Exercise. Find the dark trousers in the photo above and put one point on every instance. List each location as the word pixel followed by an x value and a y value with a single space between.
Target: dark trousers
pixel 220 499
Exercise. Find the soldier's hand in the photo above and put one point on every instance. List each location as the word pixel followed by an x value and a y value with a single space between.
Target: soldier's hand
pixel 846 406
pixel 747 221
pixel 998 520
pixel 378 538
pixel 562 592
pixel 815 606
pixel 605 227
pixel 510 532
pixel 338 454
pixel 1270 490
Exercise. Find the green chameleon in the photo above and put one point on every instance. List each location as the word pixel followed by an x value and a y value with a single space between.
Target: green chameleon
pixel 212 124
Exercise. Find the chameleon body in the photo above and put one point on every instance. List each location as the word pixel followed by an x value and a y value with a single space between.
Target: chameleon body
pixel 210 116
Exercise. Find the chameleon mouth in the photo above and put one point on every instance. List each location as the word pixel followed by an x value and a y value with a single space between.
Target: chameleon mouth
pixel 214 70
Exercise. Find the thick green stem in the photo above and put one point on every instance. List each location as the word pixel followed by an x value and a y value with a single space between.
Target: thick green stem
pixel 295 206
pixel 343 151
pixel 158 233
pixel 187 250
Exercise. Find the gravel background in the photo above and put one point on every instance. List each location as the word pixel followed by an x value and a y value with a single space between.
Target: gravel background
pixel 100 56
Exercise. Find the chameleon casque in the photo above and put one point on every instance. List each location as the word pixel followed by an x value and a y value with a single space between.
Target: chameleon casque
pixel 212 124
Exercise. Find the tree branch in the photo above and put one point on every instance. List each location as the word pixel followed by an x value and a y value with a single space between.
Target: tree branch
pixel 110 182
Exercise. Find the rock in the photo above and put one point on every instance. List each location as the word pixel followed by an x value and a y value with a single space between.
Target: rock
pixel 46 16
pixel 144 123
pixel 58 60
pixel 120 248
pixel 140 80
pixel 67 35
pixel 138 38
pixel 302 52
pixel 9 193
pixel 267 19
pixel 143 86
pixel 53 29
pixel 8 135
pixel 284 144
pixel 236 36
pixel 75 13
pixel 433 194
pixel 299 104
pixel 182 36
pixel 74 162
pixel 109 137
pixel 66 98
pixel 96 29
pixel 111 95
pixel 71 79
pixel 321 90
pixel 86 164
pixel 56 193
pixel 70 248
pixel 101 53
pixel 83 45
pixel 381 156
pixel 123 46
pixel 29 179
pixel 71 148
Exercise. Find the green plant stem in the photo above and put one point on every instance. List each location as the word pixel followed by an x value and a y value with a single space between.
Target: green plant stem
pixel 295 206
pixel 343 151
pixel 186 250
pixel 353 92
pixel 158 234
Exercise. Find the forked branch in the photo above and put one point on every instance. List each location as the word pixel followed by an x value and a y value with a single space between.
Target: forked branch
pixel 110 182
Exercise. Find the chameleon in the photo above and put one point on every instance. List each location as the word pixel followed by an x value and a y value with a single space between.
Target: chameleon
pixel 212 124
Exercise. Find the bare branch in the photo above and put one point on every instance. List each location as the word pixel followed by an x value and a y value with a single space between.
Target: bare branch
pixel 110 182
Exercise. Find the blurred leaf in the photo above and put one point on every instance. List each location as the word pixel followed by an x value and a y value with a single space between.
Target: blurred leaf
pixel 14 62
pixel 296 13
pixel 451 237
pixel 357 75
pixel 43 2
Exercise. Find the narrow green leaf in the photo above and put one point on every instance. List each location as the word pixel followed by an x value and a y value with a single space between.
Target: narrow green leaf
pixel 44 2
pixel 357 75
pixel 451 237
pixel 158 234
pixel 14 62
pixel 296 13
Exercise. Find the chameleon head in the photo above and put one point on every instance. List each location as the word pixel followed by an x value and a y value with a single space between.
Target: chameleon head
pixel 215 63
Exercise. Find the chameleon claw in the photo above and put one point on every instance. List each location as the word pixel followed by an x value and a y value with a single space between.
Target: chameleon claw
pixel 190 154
━━━
◆ What the task asks
Can you reproduce the whole listing with every "a single space" swapped for "one space", leaving everything else as is?

◆ Completed task
Exercise. Find the dark trousers in the photo above and put one point on every instance. List each location as the word pixel followed by an x value and a y value with one space between.
Target: dark trousers
pixel 220 499
Exercise. Find the soldier's hand in the photo above and put one point on every instance. List each location as the word pixel followed by an x value and a y value with one space between.
Target: soldier's hand
pixel 846 406
pixel 747 221
pixel 998 520
pixel 378 538
pixel 562 592
pixel 815 606
pixel 605 227
pixel 510 532
pixel 338 454
pixel 1270 490
Exercise. Find the green chameleon in the photo above and put one point on every instance. List each location as the word pixel followed by an x value and a y value with one space between.
Target: green chameleon
pixel 212 124
Exercise. Find the chameleon body in the photo above and put one point on every instance. List each location as the word pixel followed by an x value and a y value with one space between.
Target: chameleon body
pixel 210 116
Exercise. Find the chameleon mouth in the photo above and put one point on every instance. List each location as the word pixel followed by an x value and a y value with one space between.
Target: chameleon mouth
pixel 214 70
Exercise. Find the thick green stem in the photo above and put one point on every instance. List each location as the word pixel followed by an x value and a y value with one space between.
Target: thick green stem
pixel 295 206
pixel 343 151
pixel 158 233
pixel 187 250
Exercise. Find the gravel background in the photo above and put one point on every instance. List each location as the word pixel followed by an x value and a y value with one space between.
Target: gravel background
pixel 100 56
Exercise. Find the chameleon casque in the photo above and put one point on every instance. List each location as the word pixel followed by an x value and a y value with one space between.
Target: chameleon casque
pixel 212 124
Exercise. Find the tree branch in the photo above and put one point on every instance. List each location as the word pixel followed by an x value and a y value with one space between.
Target: tree branch
pixel 110 182
Exercise. Find the rock in the photo above and put one point on every instance. List each location as the word pixel followed by an x value and a y value with one space between.
Target: rock
pixel 46 16
pixel 144 123
pixel 58 60
pixel 120 248
pixel 140 80
pixel 67 35
pixel 138 38
pixel 302 52
pixel 9 193
pixel 267 19
pixel 143 86
pixel 53 29
pixel 8 135
pixel 284 144
pixel 236 36
pixel 75 13
pixel 433 194
pixel 299 104
pixel 182 36
pixel 74 162
pixel 109 137
pixel 66 98
pixel 96 29
pixel 111 95
pixel 71 79
pixel 321 90
pixel 86 164
pixel 56 193
pixel 70 248
pixel 101 53
pixel 83 45
pixel 381 156
pixel 123 46
pixel 29 179
pixel 71 148
Exercise. Find the green plant stem in the photo above and put one point on every instance. List each location as the word pixel followed by an x value and a y value with one space between.
Target: green plant stem
pixel 295 206
pixel 343 151
pixel 186 250
pixel 353 92
pixel 158 234
Exercise. Find the forked branch in the photo above and put one point on every instance. List each location as the word pixel followed by an x value and a y value with one space between.
Target: forked branch
pixel 110 182
Exercise. Find the chameleon in the photo above and put one point on every instance. List each location as the word pixel followed by an x value and a y value with one space between.
Target: chameleon
pixel 212 124
Exercise. Find the bare branch in the photo above and put one point on every instance. List each location as the word pixel followed by an x value and a y value with one space between.
Target: bare branch
pixel 110 182
Exercise. Find the blurred leaf in the photo above and put one point on every instance. List each location as the word pixel followed by an x value and a y value with one space between.
Target: blurred leaf
pixel 14 62
pixel 296 13
pixel 451 237
pixel 357 75
pixel 43 2
Exercise. Find the narrow green leaf in the photo above and put one point on every instance. List each location as the word pixel followed by an x value and a y value with one space between.
Target: narrow green leaf
pixel 44 2
pixel 357 75
pixel 451 237
pixel 158 234
pixel 14 62
pixel 296 13
Exercise. Find the chameleon head in the photo above and put one point on every instance. List each location as the word pixel followed by an x value and a y value with one space between.
Target: chameleon head
pixel 215 63
Exercise. Find the chameleon claw in the photo above and put one point on every instance. List each location as the word pixel followed by an x value and a y value with one space between.
Target: chameleon claw
pixel 190 154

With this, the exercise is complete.